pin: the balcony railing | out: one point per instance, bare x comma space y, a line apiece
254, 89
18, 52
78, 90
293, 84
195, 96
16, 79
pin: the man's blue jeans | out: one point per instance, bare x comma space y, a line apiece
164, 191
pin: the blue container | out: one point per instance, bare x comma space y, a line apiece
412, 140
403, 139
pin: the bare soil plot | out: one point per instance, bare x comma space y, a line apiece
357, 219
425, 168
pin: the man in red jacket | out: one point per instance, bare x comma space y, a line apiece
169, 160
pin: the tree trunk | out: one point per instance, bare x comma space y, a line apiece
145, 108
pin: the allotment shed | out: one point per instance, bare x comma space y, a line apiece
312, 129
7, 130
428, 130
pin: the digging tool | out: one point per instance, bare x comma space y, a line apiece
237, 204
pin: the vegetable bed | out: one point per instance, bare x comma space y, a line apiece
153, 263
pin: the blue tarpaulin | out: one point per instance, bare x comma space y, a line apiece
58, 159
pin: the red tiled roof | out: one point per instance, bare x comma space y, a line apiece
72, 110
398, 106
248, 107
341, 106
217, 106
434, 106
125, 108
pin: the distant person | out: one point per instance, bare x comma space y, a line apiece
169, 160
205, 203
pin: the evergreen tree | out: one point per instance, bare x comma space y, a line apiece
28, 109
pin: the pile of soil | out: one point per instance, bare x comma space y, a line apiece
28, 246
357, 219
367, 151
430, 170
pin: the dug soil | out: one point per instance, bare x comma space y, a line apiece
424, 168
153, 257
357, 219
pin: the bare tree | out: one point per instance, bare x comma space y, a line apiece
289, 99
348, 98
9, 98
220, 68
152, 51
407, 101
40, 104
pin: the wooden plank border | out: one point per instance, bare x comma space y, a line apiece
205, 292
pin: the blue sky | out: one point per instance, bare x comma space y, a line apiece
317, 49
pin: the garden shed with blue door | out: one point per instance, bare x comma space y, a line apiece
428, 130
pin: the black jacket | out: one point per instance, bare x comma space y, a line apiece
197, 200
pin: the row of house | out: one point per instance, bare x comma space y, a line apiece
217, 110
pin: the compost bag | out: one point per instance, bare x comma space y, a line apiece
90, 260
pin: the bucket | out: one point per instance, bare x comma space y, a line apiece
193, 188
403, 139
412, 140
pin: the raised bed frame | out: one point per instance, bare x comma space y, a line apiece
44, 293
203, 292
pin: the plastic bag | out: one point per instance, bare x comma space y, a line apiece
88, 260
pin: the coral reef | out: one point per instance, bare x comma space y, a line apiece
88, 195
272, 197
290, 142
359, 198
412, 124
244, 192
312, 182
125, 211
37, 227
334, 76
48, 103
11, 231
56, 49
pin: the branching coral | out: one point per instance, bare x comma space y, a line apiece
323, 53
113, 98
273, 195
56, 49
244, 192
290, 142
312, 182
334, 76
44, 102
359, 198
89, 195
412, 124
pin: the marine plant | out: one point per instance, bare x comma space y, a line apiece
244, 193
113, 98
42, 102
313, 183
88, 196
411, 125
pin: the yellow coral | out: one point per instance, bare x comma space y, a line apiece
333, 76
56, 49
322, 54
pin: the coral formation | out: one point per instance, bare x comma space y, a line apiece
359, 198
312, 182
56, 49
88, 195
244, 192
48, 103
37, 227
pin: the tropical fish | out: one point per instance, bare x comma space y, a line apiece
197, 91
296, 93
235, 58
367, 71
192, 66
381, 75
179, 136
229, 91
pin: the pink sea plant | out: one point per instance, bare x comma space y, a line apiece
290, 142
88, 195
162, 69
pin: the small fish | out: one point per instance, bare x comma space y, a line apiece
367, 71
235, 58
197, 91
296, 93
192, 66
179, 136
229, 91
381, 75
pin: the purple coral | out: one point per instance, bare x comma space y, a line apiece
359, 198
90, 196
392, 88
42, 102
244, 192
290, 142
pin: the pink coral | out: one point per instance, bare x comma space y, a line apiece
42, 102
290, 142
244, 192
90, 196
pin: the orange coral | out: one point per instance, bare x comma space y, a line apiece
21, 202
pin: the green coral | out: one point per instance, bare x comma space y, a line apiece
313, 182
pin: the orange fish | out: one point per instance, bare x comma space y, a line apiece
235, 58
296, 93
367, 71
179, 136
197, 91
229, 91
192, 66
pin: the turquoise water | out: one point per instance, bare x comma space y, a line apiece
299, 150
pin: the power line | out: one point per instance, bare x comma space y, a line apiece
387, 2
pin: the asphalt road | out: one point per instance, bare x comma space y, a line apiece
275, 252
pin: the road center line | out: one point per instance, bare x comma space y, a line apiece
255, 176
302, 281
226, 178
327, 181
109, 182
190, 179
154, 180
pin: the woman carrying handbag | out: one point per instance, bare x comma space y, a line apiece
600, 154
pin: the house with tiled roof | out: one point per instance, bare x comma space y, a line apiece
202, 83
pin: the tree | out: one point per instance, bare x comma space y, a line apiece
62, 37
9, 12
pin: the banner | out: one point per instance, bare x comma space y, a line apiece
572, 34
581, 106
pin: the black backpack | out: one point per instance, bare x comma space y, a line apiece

===============

- Your assignment -
Could you copy every record above exactly as written?

- Completed exercise -
pin: the balcony railing | out: one point per instance, bare x comma space y, a line apiece
254, 89
18, 52
78, 90
293, 84
195, 96
16, 79
pin: the man's blue jeans | out: one point per instance, bare x comma space y, a line apiece
164, 191
pin: the blue container | out: one point per instance, bare x comma space y, a line apiece
412, 140
403, 139
pin: the bare soil plot | out: one point per instance, bare x comma space y, a line apiece
357, 219
425, 168
pin: the man in red jacket | out: one point per instance, bare x comma space y, a line apiece
169, 160
pin: the tree trunk | out: one point per instance, bare x comma space y, a line apiece
145, 108
pin: the allotment shed | out: one point per instance, bare x comma space y, a line apiece
312, 129
7, 130
428, 130
pin: the digging tool | out: one point per instance, bare x comma space y, a line apiece
237, 204
pin: the vegetable bed | out: one point per instance, bare x comma space y, a line apiece
153, 263
pin: the blue tarpaulin | out: one point per instance, bare x comma space y, a line apiece
58, 159
pin: the red tiled roof | out: one point per instance, bare x comma space y, a line apiece
72, 110
398, 106
248, 107
341, 106
217, 106
434, 106
125, 108
pin: the distant person | out: one point per instance, bare x comma space y, a line apiece
169, 160
205, 203
pin: the evergreen tree | out: one point per instance, bare x comma space y, a line apiece
28, 109
pin: the pile of soil | out: one point per instance, bare x comma space y, a line apiece
28, 246
357, 219
367, 151
430, 170
pin: the dug soil | out: one point per instance, bare x comma space y, a line apiece
424, 168
153, 257
357, 219
pin: the bare tree | out: one point per instance, bare x comma space y, a line apiece
289, 99
348, 98
9, 98
220, 68
152, 51
407, 101
40, 104
pin: the wooden plank border | out: one point per instance, bare x comma space y, a line apiece
205, 292
pin: the blue sky | out: one point per instance, bare x comma space y, a line apiece
317, 49
pin: the garden shed with blue door | out: one point per instance, bare x comma space y, a line apiece
428, 130
pin: the black jacket | out: one point per instance, bare x comma space y, a line apiece
197, 200
pin: the row of house | out: one point per instance, bare x comma space y, a line apiece
217, 110
pin: the compost bag | out: one point per instance, bare x comma space y, a line apiece
90, 260
pin: the bucket | out: one point per instance, bare x comma space y, a line apiece
193, 188
403, 139
412, 140
pin: the raised bed frame | out: one point per instance, bare x comma space y, a line apiece
44, 293
203, 292
pin: the plastic bag | out: one point per instance, bare x comma space y, a line apiece
88, 260
pin: the coral reef | out: one point per instance, bare x comma space y, a line apiece
88, 195
272, 197
290, 142
359, 198
412, 124
244, 192
312, 182
125, 211
37, 227
334, 76
48, 103
11, 231
56, 49
pin: the branching coral | out: one point per instance, bare x comma space y, a line apiece
323, 53
113, 98
273, 195
56, 49
244, 192
290, 142
312, 182
334, 76
44, 102
359, 198
89, 195
412, 124
pin: the marine plant | out: one point per instance, bare x comma space y, a line apiece
244, 193
113, 98
42, 102
313, 183
88, 196
411, 125
pin: the yellow coral | out: one point per instance, bare x comma space y, a line apiece
333, 76
56, 49
322, 54
pin: the coral formation | out: one point per instance, bare x comma space y, a line apiece
359, 198
312, 182
56, 49
88, 195
244, 192
48, 103
37, 227
pin: the tropical fish | out: one point per instance, bare x comma space y, a line apiece
197, 91
296, 93
235, 58
367, 71
192, 66
381, 75
179, 136
229, 91
pin: the pink sea plant | out: one point per instance, bare x comma space y, a line apiece
290, 142
88, 195
162, 69
pin: the small fish | out: one point per instance, bare x comma space y, a line apiece
367, 71
235, 58
197, 91
296, 93
192, 66
179, 136
229, 91
381, 75
pin: the purple coral | out: one point per instance, bare x comma space y, a line apiece
359, 198
90, 196
392, 88
42, 102
244, 192
290, 142
pin: the pink coral | out: one point per instance, bare x comma space y, a line apiece
42, 102
290, 142
244, 192
90, 196
pin: the orange coral | out: one point per instance, bare x comma space y, a line apiece
21, 202
pin: the green coral | out: one point per instance, bare x comma space y, a line apiece
313, 182
pin: the orange fish | out: one point per instance, bare x comma space y, a line apiece
235, 58
296, 93
367, 71
179, 136
197, 91
229, 91
192, 66
pin: the turquoise water | out: one point per instance, bare x comma space y, a line apiece
299, 150
pin: the power line | out: one point per instance, bare x comma space y, a line apiece
387, 2
pin: the asphalt road | out: one point per instance, bare x comma space y, a line apiece
275, 252
pin: the road center line | out: one point per instance, bare x comma space y, a line apiece
255, 176
302, 281
226, 178
327, 181
109, 182
190, 179
154, 180
pin: the woman carrying handbag | out: one point per instance, bare x comma space y, a line apiece
600, 154
pin: the house with tiled roof | out: one point per instance, bare x comma space y, a line apiece
202, 83
pin: the tree | out: one point per instance, bare x comma space y, a line apiece
62, 37
9, 12
pin: the banner | out: one point per instance, bare x comma space y, a line apiece
572, 34
581, 106
pin: the black backpack | out: one point per instance, bare x comma space y, a line apiece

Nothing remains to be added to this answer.